§ **Work item**:
Pull every line containing "TARGET" from the entries.

§ **Input records**:
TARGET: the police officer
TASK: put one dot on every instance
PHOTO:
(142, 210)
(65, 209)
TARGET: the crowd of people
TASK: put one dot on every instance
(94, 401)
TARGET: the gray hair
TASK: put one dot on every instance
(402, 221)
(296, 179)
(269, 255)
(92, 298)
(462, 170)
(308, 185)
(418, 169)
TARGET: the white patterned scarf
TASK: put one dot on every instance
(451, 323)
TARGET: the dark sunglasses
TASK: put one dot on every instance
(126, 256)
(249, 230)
--
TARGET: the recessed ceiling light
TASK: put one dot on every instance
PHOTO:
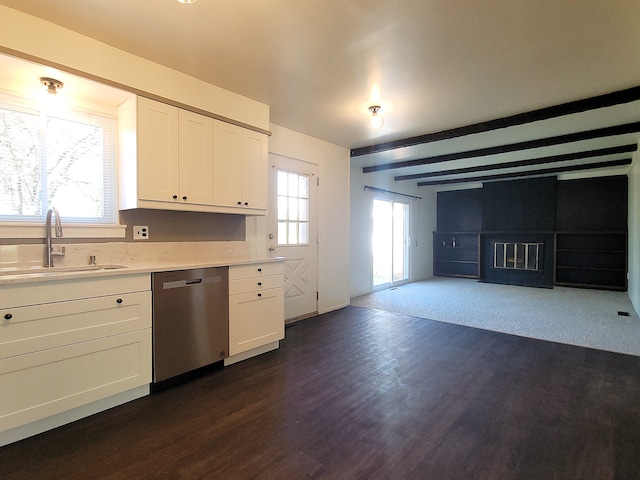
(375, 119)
--
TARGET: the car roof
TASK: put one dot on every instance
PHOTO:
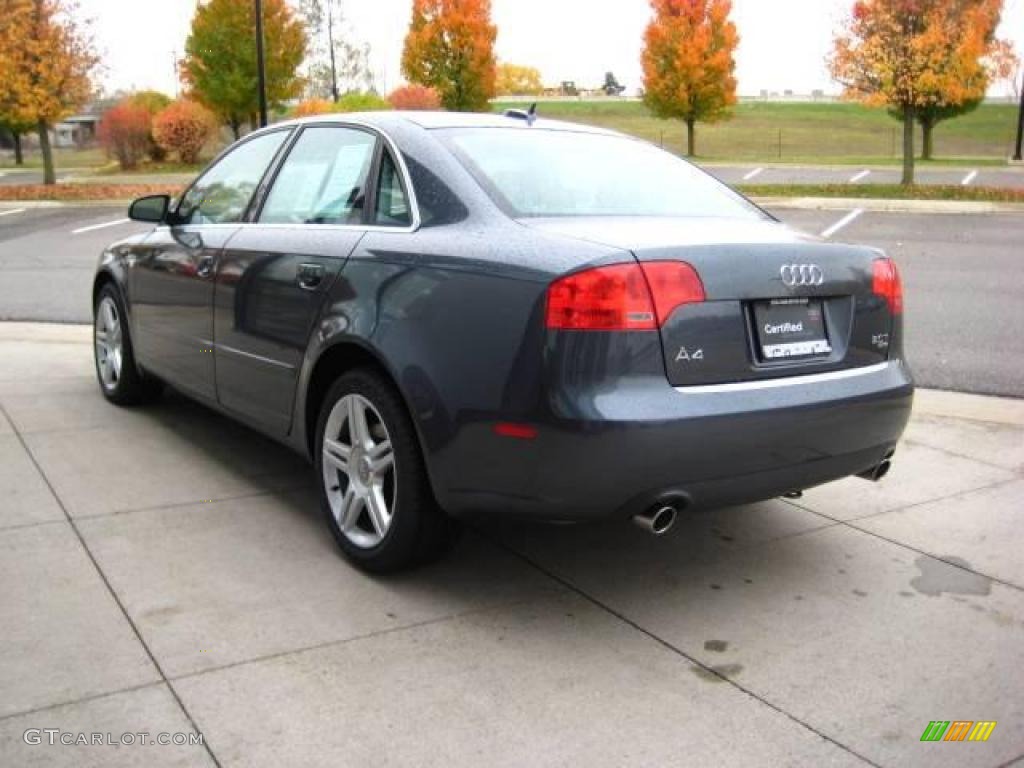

§ **Task answer**:
TARGET: the police officer
TARGET: the crowd of people
TARGET: the gray hair
TARGET: the white patterned scarf
TARGET: the dark sunglasses
TARGET: the recessed ceiling light
TARGET: the car roof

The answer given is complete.